TASK TO COMPLETE:
From the records below, copy out exactly the lines from the one containing "Your task is to find the coconut" to the one containing "Your task is to find the cactus", both included. Add nothing else.

(Excerpts from a dataset)
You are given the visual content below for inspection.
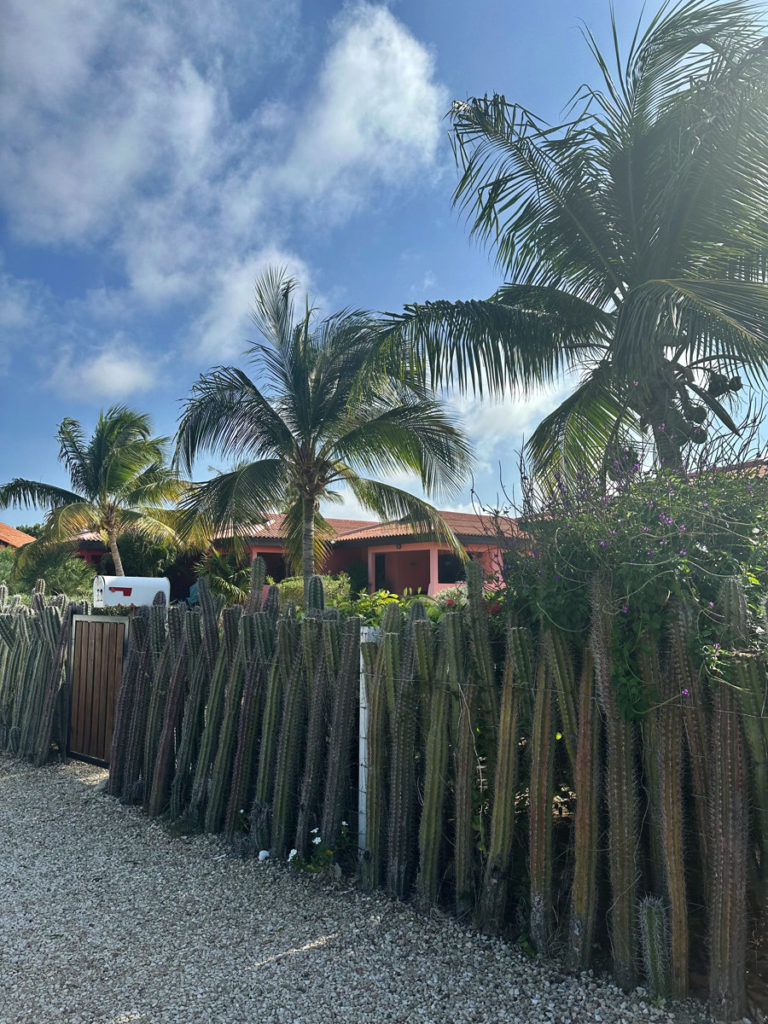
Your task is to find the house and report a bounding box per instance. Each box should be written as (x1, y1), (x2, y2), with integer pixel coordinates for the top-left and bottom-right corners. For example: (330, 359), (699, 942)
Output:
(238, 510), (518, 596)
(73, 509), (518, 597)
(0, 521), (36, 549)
--
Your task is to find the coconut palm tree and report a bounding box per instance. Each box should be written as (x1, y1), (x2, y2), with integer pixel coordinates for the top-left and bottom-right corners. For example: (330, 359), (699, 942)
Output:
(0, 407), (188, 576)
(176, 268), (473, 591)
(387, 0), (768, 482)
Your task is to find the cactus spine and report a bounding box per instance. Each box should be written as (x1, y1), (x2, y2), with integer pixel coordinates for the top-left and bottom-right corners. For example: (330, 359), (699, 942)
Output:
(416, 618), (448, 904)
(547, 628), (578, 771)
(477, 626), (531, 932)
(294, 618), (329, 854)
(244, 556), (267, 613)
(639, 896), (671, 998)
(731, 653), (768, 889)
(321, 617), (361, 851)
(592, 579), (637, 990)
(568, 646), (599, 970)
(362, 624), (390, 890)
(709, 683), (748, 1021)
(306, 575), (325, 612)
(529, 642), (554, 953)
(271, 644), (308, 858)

COMPLETED TASK:
Your task is to find the coconut palm tree and report a bounding box per instance. Each box should be written as (x1, y1), (x2, y2), with integer pixel coordinates for the top-left and bottom-right corners. For example: (330, 359), (699, 942)
Output:
(0, 407), (188, 576)
(176, 268), (473, 591)
(387, 0), (768, 482)
Your task is to find the cactus spine and report a bounding box per instance. Each box should be written as (x1, y1), (x2, y2), with integer pixel coordinates for the top-left and bottom-right corners. For example: (330, 359), (699, 942)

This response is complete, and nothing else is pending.